(Data items)
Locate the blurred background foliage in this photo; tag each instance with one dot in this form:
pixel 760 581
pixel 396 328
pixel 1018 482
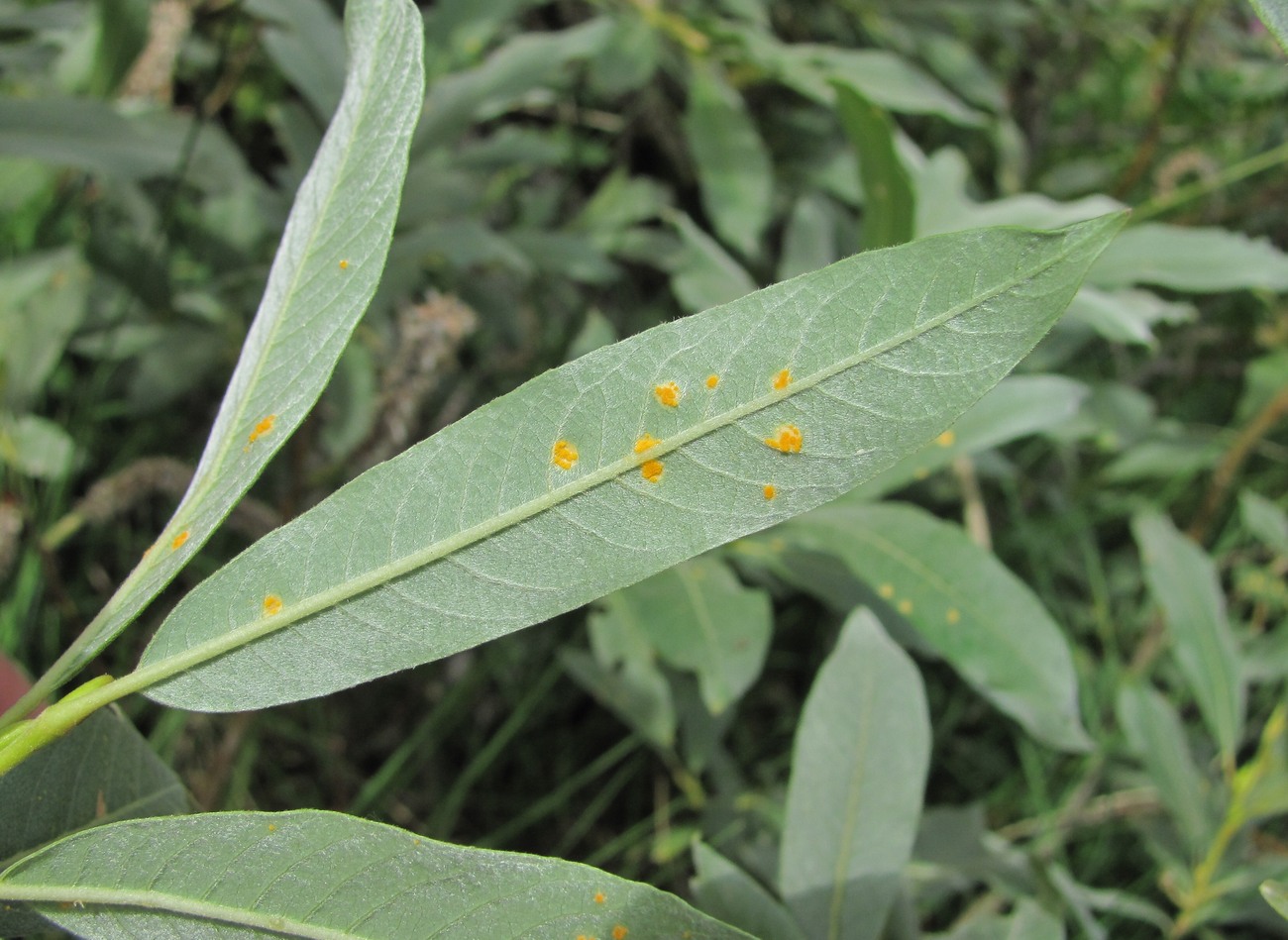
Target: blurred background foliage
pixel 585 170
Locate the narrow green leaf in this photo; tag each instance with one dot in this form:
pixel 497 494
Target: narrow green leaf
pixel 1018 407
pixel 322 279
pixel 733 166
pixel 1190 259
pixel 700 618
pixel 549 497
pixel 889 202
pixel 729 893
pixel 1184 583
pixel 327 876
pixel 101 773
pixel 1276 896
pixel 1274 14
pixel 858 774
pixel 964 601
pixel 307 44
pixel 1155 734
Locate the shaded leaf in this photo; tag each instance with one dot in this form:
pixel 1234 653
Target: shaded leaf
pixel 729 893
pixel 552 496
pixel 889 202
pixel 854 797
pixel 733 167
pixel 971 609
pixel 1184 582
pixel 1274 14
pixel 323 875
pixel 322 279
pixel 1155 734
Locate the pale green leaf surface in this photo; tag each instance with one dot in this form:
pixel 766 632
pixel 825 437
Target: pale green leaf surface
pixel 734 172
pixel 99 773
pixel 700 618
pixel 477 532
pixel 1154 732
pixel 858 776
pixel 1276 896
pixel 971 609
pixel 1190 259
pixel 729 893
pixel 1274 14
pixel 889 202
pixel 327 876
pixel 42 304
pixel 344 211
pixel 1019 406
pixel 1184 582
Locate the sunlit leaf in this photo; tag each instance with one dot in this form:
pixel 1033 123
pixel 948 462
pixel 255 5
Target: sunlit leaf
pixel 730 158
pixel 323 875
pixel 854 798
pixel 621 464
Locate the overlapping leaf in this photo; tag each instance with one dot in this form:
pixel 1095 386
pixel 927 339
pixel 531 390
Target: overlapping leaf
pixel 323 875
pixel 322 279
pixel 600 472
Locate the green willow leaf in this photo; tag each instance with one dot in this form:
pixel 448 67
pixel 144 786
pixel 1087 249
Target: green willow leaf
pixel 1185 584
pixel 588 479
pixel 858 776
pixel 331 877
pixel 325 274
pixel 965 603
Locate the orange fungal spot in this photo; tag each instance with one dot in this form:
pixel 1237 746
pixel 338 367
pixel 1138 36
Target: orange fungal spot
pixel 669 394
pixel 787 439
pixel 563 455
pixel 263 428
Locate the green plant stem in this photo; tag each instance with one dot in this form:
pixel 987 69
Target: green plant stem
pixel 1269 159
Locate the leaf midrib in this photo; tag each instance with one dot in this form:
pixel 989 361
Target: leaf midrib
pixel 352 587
...
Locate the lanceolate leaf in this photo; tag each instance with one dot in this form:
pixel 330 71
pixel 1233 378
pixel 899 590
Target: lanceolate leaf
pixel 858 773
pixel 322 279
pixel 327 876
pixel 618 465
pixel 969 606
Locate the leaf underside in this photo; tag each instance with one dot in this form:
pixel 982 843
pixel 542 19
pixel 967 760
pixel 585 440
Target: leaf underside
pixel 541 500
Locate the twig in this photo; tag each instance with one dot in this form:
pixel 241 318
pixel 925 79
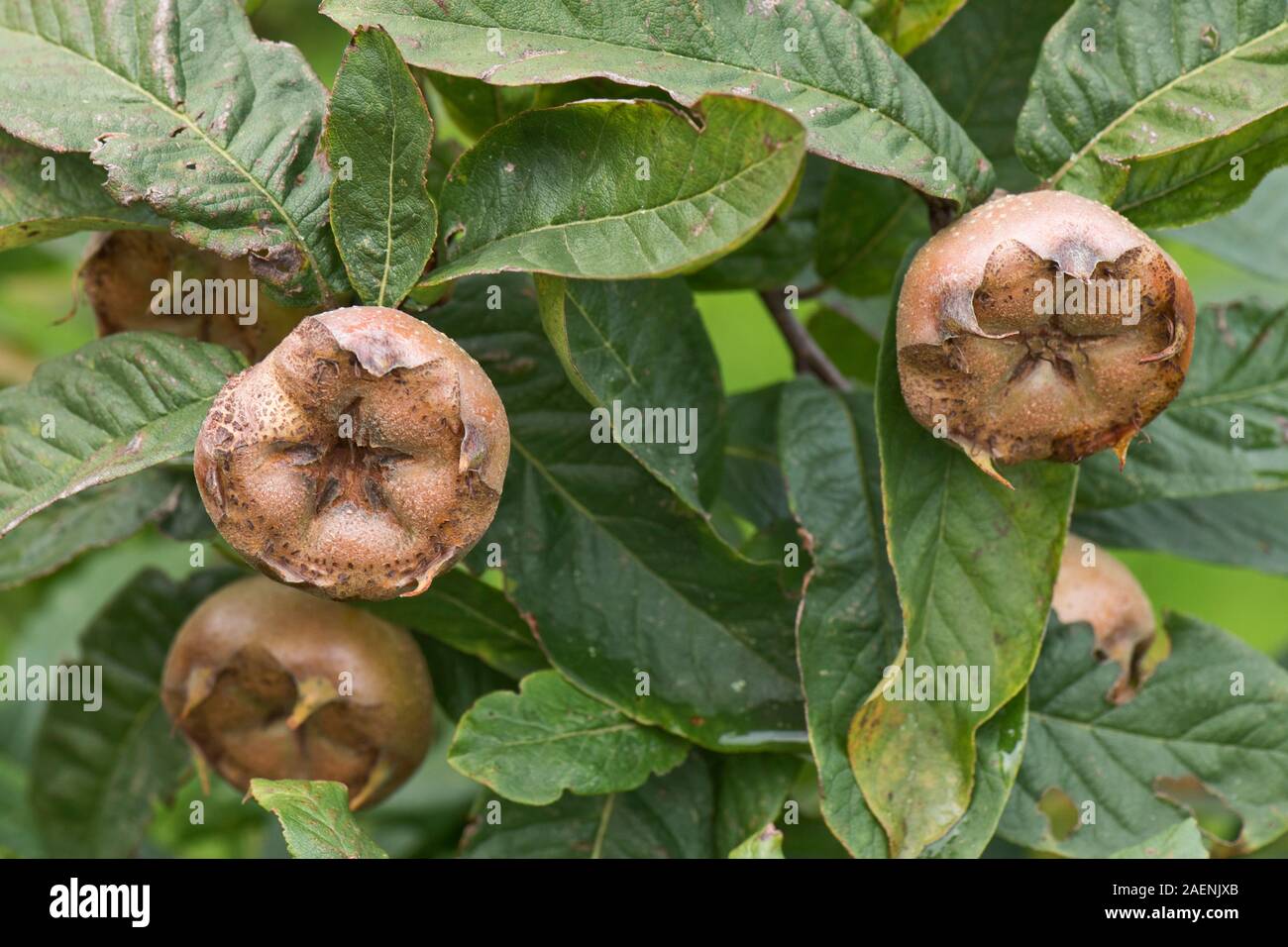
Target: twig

Task to carry out:
Identify each line in the items above that contains the word "foliage", and copy those lines.

Full solution:
Locate the blurred background foliage in this photo; tag each instance with one dot in this form:
Target: blurred background foliage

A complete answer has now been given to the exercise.